#### SOURCE EXCERPT:
Joshuah Vaz

Personal information
- Full name: Joshuah Stan Vaz
- Date of birth: 5 August 1990 (age 36)
- Place of birth: Goa, India
- Position: Midfielder

Youth career
- Dempo

Senior career*
- Years: Team / Apps / (Gls)
- 2007–2010: Dempo
- 2010: Salcete
- 2010–2011: Churchill Brothers
- 2011–2013: Goa Velha
- 2014: Panjim Footballers
- 2014–2016: Santa Cruz Club of Cavellosim
- 2016–2018: Churchill Brothers
- 2018–2019: Santa Cruz Club of Cavellosim

Managerial career
- 2021–2024: Mohammedan (futsal)
- 2023–2025: India (futsal)
- 2024: Golazo FC (futsal)
- 2024–: India women (futsal)
- 2025: Bhawanipore Club (futsal)
- 2026–: Tlangnuam Futsal Club

= Joshuah Vaz =

Indian former footballer

Joshuah Vaz (born 5 August 1990) is an Indian former professional footballer who played as a midfielder. He is also a former futsal player and currently the head coach of the India women's national futsal team.

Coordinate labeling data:

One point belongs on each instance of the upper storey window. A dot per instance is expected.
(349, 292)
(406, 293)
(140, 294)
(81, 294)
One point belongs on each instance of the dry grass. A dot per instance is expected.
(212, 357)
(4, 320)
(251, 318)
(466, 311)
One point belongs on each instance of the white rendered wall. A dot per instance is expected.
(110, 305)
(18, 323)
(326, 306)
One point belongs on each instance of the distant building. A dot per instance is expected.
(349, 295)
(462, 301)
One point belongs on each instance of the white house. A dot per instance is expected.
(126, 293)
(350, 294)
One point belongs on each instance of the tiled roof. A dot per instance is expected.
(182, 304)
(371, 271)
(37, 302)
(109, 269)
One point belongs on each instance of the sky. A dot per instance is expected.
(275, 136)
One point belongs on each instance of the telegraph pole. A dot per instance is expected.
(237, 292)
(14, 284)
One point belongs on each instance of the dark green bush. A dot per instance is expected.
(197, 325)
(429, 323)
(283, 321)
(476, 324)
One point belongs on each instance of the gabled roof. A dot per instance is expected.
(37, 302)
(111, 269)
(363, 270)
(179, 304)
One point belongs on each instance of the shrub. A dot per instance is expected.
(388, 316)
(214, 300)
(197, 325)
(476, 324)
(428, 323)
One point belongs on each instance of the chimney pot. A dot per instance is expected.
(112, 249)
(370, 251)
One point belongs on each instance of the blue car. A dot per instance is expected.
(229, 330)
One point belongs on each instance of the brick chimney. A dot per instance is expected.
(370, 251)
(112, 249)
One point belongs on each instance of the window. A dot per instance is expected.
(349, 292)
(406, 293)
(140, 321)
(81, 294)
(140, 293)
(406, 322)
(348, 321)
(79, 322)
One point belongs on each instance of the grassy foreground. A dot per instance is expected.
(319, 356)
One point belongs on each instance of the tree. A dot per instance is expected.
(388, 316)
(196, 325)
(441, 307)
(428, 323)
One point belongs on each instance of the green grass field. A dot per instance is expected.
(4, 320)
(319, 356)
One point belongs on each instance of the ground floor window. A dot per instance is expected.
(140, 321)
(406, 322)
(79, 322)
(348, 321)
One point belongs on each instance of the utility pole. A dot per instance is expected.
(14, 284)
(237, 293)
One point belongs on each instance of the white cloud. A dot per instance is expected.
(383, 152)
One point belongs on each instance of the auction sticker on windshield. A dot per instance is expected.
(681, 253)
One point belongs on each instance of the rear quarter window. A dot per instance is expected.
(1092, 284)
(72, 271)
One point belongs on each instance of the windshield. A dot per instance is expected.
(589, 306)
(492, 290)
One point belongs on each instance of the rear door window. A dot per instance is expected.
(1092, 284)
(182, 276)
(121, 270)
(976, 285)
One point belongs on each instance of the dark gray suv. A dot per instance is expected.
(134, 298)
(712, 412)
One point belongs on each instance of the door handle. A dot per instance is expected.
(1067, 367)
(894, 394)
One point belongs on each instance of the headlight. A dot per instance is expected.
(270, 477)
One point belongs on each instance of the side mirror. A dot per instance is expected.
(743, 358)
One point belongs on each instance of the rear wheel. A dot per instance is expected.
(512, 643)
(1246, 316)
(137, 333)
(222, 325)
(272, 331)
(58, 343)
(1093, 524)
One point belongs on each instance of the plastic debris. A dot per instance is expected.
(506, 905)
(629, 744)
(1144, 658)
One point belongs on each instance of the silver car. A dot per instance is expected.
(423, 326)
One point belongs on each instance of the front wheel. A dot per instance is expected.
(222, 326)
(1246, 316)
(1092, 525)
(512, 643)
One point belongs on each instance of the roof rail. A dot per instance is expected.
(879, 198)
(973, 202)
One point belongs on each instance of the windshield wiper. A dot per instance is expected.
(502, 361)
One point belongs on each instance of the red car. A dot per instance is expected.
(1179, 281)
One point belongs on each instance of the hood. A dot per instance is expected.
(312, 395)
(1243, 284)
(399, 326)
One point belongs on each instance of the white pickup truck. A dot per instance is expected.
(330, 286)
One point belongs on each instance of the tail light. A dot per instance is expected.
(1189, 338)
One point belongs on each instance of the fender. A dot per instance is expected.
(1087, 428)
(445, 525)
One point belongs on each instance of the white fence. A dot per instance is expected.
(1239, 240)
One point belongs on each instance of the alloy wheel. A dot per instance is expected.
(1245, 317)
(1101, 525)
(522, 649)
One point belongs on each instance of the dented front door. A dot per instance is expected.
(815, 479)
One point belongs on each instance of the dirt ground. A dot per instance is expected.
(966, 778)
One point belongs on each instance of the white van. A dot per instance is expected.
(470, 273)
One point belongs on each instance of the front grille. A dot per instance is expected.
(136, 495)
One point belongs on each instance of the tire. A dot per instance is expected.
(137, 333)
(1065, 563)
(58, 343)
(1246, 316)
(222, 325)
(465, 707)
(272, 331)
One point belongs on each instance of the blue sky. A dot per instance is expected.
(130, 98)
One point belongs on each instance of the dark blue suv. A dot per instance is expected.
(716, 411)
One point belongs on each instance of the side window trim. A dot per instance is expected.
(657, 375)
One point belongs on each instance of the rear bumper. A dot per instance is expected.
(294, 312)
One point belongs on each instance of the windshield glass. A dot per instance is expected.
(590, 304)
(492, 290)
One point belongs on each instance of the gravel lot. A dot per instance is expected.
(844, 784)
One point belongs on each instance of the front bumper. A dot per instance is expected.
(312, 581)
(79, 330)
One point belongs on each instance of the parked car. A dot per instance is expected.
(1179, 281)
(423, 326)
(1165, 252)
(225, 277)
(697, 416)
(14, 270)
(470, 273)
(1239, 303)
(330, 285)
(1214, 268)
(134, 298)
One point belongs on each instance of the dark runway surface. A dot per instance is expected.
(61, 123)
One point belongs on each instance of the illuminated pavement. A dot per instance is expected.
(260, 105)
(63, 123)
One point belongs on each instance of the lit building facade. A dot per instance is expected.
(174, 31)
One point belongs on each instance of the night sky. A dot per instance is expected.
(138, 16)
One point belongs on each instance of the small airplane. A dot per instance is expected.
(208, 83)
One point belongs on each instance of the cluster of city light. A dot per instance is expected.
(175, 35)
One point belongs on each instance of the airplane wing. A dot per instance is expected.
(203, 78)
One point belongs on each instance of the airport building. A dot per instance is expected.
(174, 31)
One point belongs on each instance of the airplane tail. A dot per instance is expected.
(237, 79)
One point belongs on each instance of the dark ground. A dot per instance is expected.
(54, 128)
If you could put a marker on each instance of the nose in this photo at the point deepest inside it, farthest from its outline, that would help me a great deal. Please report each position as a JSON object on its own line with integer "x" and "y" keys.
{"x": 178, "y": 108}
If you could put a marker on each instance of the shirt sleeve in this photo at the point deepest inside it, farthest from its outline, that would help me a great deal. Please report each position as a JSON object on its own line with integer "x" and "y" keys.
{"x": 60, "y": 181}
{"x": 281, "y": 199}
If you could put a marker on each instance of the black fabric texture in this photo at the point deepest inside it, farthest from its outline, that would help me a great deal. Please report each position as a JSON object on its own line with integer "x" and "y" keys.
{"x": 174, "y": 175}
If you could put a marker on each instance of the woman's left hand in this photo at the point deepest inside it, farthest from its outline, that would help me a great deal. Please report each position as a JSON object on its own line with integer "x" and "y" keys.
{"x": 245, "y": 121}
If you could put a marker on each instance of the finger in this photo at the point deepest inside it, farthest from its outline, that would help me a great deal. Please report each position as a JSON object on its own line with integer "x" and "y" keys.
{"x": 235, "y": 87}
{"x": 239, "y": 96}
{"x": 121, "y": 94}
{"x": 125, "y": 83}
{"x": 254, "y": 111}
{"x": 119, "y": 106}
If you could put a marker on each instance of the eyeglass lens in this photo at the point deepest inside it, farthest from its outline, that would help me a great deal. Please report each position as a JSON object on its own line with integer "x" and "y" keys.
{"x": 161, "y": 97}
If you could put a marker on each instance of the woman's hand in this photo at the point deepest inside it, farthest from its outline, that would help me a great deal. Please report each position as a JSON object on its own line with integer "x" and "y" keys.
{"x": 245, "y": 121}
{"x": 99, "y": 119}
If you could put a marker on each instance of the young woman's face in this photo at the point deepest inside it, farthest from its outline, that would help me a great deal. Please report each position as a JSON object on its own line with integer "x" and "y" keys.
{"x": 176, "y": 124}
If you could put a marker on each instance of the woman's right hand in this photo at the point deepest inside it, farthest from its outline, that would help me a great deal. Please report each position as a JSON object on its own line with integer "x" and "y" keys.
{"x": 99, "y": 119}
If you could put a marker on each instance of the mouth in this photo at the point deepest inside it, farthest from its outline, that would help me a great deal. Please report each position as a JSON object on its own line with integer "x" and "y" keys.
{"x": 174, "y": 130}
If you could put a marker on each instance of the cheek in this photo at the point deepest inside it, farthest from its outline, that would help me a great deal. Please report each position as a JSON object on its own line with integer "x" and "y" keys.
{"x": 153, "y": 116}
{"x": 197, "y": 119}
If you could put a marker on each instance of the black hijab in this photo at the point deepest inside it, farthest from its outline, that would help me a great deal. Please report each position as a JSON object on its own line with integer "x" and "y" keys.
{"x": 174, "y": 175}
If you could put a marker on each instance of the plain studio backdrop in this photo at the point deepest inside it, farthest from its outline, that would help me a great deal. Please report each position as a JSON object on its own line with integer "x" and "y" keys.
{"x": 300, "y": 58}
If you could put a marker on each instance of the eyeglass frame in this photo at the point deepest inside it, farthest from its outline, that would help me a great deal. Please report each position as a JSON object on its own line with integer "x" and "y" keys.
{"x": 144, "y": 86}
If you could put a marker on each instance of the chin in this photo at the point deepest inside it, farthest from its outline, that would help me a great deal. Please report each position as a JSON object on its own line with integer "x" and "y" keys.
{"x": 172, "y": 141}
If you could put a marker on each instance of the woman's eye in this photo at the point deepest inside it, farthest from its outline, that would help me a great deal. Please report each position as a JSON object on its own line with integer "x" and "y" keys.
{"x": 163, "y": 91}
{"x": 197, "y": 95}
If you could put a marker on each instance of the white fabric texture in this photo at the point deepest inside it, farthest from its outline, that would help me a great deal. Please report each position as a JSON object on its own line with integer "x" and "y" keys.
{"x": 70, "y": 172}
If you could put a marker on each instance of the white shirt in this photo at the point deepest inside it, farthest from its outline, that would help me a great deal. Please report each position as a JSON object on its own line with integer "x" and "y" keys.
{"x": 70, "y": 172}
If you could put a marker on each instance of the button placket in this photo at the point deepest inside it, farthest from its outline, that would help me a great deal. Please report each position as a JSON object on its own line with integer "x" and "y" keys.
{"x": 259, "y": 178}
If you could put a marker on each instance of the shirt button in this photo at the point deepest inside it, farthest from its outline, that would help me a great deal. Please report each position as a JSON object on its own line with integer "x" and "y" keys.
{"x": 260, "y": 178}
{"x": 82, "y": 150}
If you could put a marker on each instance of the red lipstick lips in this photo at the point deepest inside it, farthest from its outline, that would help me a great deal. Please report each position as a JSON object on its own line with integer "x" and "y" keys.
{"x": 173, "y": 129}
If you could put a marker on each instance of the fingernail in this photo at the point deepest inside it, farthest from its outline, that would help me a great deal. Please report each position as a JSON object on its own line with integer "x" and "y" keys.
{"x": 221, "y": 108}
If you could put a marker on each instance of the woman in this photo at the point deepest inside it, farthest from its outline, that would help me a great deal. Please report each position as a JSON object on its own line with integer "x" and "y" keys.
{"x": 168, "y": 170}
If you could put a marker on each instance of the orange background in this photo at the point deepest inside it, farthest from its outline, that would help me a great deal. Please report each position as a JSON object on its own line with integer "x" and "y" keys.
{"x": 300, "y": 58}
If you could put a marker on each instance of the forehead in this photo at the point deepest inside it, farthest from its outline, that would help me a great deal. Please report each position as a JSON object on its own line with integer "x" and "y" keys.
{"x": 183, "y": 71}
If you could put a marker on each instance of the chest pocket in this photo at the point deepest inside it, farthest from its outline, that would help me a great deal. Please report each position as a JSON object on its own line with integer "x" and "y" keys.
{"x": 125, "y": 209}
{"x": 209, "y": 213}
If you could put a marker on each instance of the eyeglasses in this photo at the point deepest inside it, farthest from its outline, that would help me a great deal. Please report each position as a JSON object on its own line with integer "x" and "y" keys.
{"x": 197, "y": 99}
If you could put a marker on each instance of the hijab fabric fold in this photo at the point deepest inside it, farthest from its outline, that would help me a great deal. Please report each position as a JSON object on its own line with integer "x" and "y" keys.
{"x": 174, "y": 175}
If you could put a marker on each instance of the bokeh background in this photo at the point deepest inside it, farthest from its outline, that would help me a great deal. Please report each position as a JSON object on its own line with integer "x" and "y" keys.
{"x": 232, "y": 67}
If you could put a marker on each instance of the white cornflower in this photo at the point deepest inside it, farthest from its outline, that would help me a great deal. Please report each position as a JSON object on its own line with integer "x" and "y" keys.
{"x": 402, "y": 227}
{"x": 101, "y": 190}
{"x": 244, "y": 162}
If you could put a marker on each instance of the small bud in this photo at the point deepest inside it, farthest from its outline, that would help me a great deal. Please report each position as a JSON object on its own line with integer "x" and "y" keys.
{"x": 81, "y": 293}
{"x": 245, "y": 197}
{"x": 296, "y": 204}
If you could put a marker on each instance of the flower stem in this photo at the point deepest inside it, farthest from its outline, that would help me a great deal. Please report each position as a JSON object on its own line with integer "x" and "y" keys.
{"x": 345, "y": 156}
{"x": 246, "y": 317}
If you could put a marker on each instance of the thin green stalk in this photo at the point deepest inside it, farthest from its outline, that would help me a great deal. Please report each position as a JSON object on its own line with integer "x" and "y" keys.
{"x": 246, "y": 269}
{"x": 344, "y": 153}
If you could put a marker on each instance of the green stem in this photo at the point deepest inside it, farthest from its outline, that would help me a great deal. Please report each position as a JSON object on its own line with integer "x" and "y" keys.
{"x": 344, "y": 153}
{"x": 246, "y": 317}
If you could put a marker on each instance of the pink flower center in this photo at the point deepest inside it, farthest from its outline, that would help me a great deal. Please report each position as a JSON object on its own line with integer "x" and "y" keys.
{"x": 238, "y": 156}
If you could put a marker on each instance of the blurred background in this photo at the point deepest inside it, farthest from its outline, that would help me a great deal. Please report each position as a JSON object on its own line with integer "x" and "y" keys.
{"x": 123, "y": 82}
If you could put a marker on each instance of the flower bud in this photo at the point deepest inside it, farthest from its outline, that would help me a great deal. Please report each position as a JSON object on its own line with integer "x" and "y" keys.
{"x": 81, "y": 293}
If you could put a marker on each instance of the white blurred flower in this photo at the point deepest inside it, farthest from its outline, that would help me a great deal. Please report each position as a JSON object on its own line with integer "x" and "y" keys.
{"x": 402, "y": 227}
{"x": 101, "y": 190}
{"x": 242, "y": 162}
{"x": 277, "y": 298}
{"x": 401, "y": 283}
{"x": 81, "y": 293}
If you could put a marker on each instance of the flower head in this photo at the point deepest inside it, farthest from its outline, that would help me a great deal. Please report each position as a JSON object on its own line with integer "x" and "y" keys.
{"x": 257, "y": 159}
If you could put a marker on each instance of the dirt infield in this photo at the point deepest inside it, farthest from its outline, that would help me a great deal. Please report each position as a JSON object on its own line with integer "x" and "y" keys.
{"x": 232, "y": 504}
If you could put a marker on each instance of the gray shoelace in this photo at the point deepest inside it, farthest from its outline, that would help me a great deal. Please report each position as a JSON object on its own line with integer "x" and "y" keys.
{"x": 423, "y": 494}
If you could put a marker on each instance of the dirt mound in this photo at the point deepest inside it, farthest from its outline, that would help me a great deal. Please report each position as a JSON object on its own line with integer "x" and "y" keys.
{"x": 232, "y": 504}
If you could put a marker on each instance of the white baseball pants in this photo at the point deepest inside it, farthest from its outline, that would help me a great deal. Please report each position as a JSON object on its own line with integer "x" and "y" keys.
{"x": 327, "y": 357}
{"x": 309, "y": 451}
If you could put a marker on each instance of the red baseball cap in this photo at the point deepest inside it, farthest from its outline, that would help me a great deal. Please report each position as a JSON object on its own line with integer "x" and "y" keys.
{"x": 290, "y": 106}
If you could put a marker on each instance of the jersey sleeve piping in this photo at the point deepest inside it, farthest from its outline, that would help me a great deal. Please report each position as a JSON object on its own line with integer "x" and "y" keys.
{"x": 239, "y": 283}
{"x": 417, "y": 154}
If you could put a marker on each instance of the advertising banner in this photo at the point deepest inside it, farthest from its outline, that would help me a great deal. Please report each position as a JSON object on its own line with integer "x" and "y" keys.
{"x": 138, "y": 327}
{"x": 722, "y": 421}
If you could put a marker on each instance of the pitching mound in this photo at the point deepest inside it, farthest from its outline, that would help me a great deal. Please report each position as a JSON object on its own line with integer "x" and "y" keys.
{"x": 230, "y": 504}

#### TASK LIST:
(A) From the Joshuah Vaz profile, copy the part that opens with the words containing "- 2007–2010: Dempo" and closes with "2021–2024: Mohammedan (futsal)".
(B) List each club that the Joshuah Vaz profile names in his senior playing career, giving each club only once.
(C) According to the Joshuah Vaz profile, where was he born?

#### THE RESPONSES:
(A)
- 2007–2010: Dempo
- 2010: Salcete
- 2010–2011: Churchill Brothers
- 2011–2013: Goa Velha
- 2014: Panjim Footballers
- 2014–2016: Santa Cruz Club of Cavellosim
- 2016–2018: Churchill Brothers
- 2018–2019: Santa Cruz Club of Cavellosim

Managerial career
- 2021–2024: Mohammedan (futsal)

(B) Dempo, Salcete, Churchill Brothers, Goa Velha, Panjim Footballers, Santa Cruz Club of Cavellosim

(C) Goa, India